Task objective:
Copy the listing word for word, starting at the line that contains "Ground all instances of kiwanis club emblem." and continuing through the last line of the listing.

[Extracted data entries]
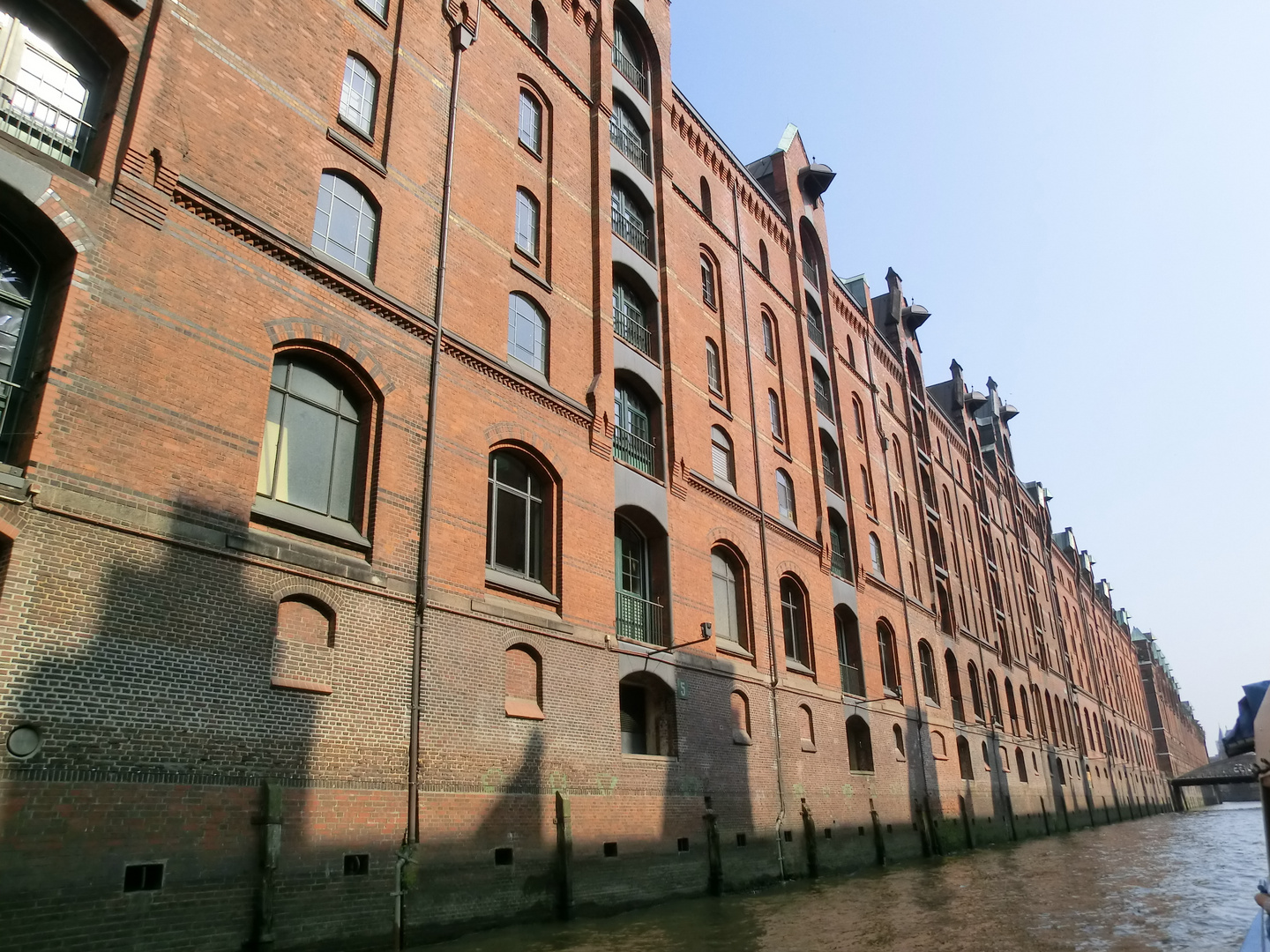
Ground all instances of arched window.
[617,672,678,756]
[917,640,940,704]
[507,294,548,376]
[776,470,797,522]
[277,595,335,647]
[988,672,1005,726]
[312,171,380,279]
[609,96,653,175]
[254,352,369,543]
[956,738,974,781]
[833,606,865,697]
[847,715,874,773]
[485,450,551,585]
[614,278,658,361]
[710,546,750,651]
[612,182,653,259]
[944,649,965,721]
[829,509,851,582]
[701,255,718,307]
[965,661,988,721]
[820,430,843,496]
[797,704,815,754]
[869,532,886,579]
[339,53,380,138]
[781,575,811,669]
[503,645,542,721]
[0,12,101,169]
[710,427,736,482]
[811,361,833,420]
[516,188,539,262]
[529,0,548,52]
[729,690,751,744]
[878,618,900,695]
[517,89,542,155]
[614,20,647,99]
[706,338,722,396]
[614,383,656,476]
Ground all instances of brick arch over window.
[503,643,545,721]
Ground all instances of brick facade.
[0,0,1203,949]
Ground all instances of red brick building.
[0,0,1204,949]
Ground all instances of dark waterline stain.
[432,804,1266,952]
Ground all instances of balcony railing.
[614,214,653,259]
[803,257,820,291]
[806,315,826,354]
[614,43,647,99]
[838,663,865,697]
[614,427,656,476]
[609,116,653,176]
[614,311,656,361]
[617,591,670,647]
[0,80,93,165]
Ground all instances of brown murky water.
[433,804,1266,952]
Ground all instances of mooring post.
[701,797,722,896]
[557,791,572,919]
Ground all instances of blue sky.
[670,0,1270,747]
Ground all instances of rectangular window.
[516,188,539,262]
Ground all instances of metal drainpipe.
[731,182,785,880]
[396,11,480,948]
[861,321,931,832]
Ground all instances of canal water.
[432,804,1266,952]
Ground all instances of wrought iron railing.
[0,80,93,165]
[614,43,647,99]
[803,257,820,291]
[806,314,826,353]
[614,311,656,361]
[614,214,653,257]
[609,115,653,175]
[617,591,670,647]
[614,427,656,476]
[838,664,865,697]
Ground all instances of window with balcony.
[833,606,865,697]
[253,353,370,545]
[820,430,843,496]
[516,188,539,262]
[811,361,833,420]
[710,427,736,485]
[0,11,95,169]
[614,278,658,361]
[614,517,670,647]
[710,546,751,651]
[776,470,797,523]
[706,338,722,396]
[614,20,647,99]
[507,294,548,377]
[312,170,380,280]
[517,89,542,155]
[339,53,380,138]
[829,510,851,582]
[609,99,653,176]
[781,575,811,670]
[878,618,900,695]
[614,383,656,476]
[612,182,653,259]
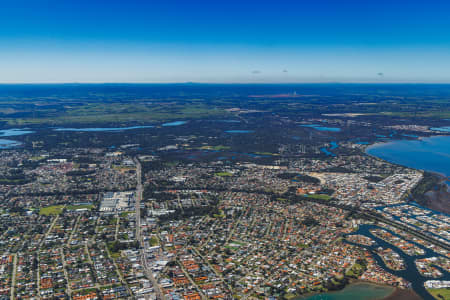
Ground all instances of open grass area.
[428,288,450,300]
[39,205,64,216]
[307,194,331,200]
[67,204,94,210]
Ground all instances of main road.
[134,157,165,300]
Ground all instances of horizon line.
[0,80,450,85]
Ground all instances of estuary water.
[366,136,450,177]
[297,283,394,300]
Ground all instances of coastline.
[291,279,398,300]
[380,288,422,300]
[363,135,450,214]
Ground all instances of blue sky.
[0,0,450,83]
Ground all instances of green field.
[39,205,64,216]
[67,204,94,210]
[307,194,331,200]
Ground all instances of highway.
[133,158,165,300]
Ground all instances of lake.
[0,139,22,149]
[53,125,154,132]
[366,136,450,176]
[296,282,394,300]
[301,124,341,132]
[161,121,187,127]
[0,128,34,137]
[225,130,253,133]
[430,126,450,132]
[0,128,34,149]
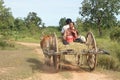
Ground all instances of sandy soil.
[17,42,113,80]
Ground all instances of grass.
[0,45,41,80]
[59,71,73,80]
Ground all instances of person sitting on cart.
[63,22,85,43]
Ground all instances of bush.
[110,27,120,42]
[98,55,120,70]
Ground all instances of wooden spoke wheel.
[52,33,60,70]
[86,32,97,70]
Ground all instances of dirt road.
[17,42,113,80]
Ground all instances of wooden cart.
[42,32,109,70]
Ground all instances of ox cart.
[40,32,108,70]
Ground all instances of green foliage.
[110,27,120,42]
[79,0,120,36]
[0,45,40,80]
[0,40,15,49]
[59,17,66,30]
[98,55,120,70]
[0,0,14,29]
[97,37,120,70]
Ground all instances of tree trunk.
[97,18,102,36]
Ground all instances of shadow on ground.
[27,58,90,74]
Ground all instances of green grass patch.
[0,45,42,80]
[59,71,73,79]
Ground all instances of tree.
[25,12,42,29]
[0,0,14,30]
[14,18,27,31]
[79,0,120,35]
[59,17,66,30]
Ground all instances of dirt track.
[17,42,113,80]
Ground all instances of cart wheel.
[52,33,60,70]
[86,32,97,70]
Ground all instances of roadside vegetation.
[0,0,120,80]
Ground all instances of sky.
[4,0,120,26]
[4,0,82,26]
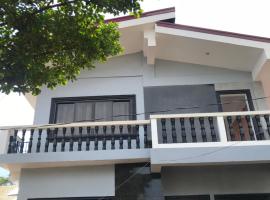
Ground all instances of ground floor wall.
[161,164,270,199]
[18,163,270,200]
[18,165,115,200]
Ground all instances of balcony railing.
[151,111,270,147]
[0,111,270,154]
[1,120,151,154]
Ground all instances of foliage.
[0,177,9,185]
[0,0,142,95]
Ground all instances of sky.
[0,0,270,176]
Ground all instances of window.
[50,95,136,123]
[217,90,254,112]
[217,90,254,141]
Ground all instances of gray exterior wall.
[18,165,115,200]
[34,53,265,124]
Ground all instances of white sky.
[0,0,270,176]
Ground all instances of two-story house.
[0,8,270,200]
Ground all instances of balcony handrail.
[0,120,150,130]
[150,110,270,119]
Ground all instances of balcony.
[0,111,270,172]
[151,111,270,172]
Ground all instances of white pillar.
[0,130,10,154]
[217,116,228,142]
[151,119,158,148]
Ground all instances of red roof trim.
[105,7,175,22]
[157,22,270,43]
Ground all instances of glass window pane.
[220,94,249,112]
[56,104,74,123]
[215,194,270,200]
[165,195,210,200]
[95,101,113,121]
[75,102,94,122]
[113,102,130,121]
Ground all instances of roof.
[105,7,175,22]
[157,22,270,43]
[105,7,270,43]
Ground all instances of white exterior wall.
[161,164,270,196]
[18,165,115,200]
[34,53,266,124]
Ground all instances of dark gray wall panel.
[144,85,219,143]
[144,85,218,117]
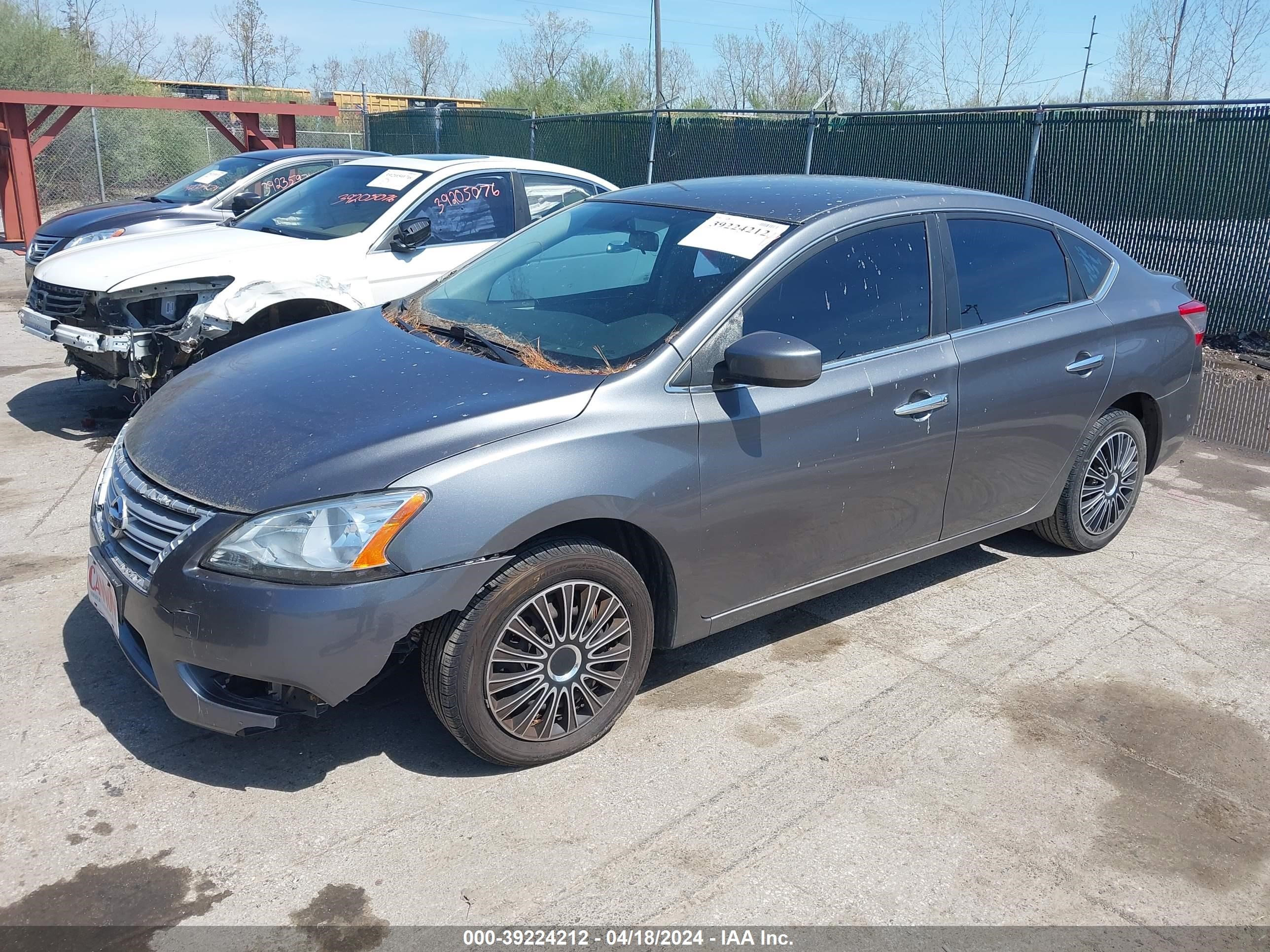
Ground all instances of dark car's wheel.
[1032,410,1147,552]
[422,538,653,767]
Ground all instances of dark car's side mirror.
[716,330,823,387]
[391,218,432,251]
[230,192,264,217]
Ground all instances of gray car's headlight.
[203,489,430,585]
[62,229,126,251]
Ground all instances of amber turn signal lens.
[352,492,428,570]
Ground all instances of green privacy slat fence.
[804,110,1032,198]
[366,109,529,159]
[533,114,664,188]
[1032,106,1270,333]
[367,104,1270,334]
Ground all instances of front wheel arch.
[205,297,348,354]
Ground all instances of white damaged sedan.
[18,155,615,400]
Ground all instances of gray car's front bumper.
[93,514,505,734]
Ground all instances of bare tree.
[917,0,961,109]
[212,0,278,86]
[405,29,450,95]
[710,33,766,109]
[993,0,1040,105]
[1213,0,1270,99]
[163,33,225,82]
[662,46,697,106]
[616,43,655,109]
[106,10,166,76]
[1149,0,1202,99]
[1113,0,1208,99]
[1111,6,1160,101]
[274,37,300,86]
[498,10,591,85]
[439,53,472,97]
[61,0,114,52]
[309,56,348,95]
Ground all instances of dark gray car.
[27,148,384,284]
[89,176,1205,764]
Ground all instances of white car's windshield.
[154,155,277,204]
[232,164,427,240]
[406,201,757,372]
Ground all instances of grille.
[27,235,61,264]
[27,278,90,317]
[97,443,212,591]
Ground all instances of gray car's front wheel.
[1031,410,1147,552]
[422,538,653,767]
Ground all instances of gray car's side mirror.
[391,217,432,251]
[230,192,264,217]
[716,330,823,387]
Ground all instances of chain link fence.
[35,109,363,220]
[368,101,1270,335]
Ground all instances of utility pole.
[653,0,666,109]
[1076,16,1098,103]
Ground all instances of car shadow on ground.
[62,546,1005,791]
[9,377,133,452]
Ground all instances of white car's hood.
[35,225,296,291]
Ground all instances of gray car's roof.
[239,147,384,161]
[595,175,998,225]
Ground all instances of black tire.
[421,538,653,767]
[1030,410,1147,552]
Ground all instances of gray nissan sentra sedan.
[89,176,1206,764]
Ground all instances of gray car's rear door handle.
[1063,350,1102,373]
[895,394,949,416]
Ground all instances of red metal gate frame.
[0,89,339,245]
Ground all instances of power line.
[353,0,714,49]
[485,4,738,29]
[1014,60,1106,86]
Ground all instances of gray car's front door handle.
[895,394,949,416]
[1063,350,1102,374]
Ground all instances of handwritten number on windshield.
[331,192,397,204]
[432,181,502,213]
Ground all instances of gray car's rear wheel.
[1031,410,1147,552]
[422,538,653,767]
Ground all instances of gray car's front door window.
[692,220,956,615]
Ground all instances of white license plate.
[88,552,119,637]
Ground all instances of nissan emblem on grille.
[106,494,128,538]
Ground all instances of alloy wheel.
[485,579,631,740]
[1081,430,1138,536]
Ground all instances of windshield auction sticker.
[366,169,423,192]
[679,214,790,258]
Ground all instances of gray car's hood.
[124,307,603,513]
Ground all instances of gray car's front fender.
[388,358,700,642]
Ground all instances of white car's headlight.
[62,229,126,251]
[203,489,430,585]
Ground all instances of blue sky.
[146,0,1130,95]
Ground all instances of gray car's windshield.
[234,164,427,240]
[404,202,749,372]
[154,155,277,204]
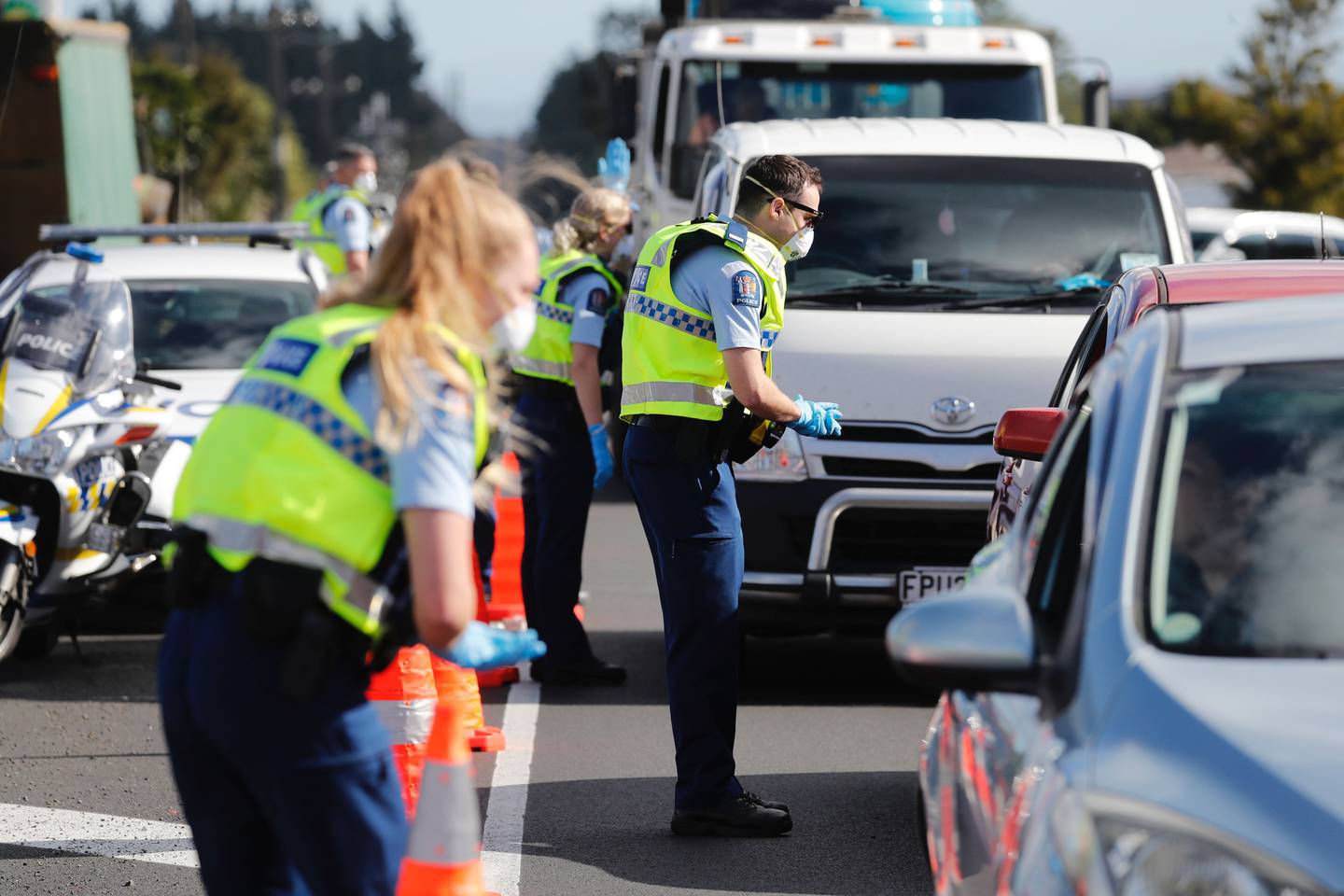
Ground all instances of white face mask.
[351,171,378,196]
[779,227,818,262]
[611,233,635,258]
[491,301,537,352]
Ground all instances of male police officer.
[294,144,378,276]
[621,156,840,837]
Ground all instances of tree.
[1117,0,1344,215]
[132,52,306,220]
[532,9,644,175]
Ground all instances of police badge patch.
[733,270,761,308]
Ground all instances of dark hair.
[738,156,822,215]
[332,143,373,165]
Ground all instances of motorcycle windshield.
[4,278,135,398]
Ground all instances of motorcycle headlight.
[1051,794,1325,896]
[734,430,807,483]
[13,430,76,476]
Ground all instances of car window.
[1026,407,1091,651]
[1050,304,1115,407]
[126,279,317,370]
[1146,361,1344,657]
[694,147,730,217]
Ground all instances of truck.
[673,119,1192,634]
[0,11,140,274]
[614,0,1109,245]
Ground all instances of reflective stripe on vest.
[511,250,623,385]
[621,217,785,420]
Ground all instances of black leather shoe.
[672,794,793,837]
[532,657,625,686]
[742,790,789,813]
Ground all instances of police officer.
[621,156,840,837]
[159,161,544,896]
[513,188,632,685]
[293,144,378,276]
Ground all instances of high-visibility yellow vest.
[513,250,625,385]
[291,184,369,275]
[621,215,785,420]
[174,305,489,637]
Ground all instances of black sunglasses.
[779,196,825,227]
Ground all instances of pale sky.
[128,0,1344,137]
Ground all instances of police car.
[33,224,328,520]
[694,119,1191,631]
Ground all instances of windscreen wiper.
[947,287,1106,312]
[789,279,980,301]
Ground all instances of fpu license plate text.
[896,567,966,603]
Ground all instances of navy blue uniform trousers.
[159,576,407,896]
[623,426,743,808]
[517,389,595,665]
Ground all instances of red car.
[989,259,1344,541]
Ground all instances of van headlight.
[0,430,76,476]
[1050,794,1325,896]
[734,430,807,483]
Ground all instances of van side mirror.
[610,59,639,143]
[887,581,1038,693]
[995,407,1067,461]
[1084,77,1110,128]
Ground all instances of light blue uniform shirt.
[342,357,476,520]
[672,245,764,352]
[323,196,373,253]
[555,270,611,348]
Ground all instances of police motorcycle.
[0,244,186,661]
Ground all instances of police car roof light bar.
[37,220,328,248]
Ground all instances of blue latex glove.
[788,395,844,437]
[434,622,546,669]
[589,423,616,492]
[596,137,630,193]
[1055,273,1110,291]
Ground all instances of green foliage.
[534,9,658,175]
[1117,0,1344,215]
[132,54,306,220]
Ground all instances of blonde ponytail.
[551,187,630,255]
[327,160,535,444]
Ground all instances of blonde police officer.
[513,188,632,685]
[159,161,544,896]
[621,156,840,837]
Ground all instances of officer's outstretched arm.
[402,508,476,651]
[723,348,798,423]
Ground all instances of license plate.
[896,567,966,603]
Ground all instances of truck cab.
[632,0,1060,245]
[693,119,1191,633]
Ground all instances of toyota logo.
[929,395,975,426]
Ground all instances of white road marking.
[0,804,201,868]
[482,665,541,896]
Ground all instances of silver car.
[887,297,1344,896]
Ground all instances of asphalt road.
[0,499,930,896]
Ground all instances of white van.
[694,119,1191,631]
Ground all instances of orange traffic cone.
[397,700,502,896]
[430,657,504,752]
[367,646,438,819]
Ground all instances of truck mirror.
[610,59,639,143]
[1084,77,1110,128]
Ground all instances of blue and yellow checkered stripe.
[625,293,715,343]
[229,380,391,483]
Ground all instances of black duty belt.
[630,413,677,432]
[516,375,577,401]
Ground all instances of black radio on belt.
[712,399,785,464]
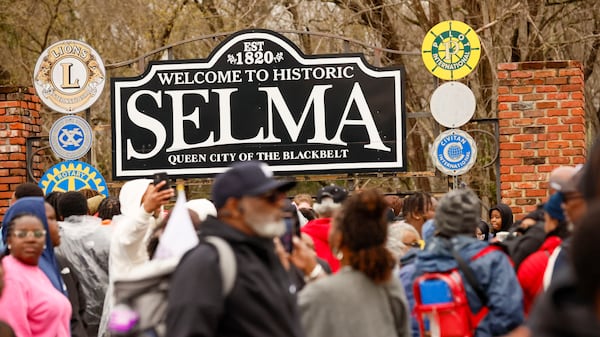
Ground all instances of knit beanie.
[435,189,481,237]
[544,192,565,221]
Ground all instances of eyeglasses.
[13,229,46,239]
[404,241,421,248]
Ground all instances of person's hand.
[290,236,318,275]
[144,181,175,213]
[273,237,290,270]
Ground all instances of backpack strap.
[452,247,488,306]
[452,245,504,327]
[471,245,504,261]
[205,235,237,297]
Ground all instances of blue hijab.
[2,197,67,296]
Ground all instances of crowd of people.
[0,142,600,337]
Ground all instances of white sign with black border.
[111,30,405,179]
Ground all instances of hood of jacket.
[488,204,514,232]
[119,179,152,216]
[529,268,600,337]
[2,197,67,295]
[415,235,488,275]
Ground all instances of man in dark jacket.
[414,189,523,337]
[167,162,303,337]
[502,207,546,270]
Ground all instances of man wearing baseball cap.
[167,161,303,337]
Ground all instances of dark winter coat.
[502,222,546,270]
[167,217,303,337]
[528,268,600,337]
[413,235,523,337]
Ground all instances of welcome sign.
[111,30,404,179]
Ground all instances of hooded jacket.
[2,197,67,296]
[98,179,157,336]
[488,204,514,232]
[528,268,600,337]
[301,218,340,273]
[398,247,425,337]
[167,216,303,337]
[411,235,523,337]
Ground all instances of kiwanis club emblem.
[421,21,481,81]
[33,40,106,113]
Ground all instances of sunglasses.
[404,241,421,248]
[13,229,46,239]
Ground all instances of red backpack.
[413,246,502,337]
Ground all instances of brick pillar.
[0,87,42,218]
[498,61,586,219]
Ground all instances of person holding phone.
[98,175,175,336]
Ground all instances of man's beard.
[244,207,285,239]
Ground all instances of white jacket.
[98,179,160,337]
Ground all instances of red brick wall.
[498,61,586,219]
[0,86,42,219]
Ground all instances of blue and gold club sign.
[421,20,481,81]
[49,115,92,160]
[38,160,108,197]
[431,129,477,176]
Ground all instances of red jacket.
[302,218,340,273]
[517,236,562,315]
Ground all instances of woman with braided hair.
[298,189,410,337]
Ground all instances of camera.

Task result:
Ground all instances of kiwanis club emblem.
[421,21,481,81]
[33,40,106,113]
Ground all instances of sunglasses.
[404,241,421,248]
[13,229,46,239]
Ground all instances of red backpack.
[413,246,502,337]
Ground all instances of brick pillar.
[0,87,42,218]
[498,61,586,219]
Ground all instances of person holding phone.
[98,175,175,336]
Ground all instances of man's beard.
[244,207,285,239]
Ground all instances of white jacket.
[98,179,160,337]
Ground all instances of red brick wall.
[498,61,586,219]
[0,86,42,219]
Ground all instances of blue and gold club sign.
[421,20,481,81]
[49,115,92,160]
[38,160,108,197]
[431,129,477,176]
Ground all instances of red jacket.
[302,218,340,273]
[517,236,562,315]
Ground all instances of woman with braided hair.
[298,189,410,337]
Ground all instances of camera.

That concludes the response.